## Exercise instructions
Among the entries below, find the lines with the word "shirt" and copy them.
╭─ Data for analysis
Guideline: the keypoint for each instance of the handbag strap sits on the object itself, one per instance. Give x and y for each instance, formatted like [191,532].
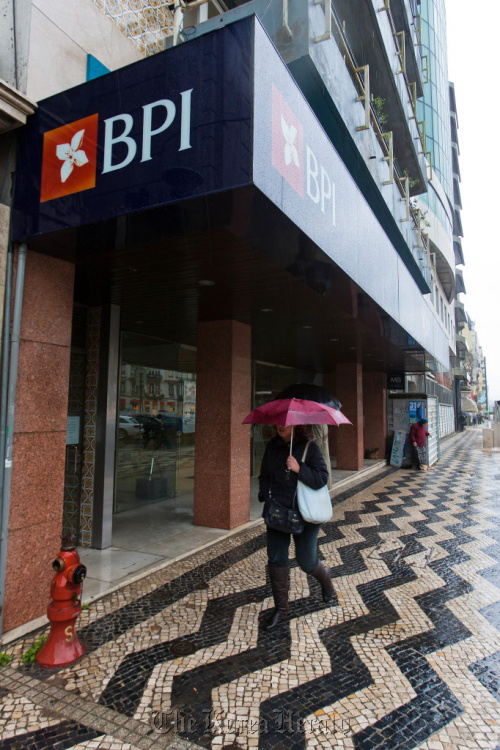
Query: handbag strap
[294,503]
[305,450]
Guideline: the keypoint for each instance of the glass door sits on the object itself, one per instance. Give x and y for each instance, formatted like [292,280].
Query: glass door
[156,424]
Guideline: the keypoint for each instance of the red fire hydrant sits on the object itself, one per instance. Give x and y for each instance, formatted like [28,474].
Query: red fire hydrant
[63,646]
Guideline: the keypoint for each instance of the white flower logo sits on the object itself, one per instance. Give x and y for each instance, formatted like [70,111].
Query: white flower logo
[71,155]
[290,133]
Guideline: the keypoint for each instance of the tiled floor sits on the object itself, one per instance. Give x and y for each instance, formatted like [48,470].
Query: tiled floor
[406,657]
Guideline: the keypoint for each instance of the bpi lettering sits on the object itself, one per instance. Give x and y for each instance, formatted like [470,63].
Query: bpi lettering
[111,137]
[319,187]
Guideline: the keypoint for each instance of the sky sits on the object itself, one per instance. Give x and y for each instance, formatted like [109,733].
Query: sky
[473,65]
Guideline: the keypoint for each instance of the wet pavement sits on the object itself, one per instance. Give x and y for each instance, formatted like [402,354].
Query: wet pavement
[408,656]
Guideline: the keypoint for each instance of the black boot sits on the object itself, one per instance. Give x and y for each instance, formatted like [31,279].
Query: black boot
[322,575]
[279,578]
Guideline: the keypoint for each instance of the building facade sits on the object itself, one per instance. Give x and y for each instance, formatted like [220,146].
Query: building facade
[248,198]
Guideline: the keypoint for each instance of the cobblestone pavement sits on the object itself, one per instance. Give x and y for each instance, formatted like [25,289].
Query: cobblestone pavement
[407,656]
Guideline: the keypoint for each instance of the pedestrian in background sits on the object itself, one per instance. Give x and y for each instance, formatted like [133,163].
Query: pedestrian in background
[418,439]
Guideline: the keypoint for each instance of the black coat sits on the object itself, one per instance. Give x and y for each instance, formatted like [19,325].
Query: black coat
[273,475]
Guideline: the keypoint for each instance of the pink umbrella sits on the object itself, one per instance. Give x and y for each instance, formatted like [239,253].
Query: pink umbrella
[293,411]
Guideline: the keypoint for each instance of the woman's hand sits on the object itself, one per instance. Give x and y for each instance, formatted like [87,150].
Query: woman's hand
[292,464]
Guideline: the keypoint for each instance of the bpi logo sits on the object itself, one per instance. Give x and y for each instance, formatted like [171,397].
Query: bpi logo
[69,160]
[296,161]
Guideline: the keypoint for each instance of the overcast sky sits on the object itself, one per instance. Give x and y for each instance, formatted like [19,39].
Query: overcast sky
[473,66]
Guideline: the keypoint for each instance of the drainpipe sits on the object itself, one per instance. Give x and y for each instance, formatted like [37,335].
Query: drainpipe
[8,402]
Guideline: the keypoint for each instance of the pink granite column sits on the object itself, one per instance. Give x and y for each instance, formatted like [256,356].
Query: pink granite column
[375,410]
[39,450]
[223,399]
[349,383]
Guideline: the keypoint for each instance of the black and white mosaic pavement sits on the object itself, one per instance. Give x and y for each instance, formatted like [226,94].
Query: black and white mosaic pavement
[408,656]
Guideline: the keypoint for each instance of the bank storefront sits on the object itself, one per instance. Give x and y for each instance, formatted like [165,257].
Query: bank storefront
[198,242]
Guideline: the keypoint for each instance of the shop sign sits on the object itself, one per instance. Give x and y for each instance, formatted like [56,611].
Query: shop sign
[396,381]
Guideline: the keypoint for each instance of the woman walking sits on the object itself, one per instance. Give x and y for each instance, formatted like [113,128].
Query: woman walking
[278,480]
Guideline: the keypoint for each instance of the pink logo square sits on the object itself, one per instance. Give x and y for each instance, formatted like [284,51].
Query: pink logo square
[288,143]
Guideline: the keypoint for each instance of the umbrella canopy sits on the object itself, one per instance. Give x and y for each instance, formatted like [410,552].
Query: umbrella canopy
[293,411]
[311,393]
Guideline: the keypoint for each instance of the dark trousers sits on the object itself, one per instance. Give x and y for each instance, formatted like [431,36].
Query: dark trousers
[306,547]
[419,455]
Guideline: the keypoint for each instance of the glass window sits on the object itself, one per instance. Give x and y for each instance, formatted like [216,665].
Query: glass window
[156,425]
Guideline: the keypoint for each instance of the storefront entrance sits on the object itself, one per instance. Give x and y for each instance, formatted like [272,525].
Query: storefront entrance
[156,425]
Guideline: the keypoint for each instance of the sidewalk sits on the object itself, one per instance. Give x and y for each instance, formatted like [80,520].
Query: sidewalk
[406,657]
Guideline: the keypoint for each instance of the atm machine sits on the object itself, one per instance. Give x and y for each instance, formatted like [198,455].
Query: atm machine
[403,410]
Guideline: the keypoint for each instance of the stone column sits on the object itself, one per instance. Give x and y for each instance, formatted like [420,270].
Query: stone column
[375,411]
[350,448]
[39,449]
[222,443]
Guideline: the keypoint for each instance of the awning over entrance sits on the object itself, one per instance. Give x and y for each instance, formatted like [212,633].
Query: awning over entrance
[205,163]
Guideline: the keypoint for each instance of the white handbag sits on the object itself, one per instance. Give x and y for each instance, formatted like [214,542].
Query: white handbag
[315,506]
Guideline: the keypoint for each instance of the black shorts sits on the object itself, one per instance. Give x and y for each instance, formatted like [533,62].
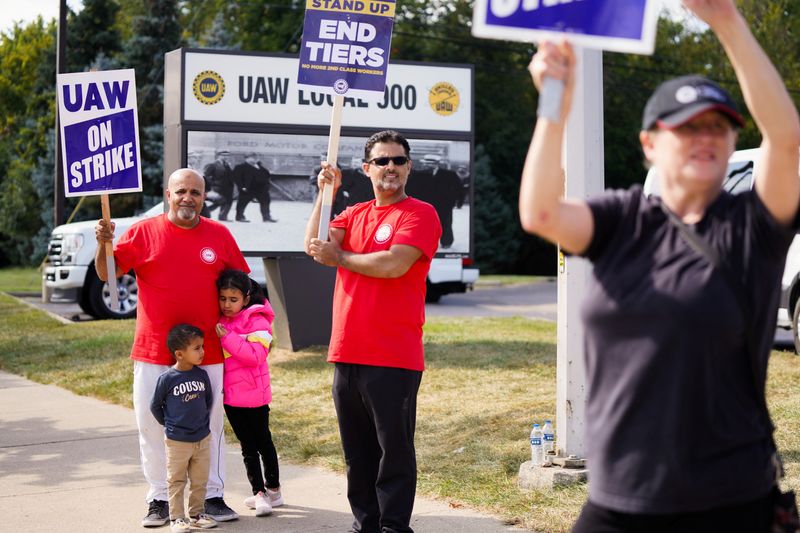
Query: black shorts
[750,517]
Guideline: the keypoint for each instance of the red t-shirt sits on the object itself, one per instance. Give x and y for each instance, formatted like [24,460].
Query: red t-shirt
╰─
## Exercise answer
Guideline: the keypoint for each instance of the red t-shirt sits on the object itself, one per instance. Give x and y for each instance, formatted like [24,460].
Query: red t-shirt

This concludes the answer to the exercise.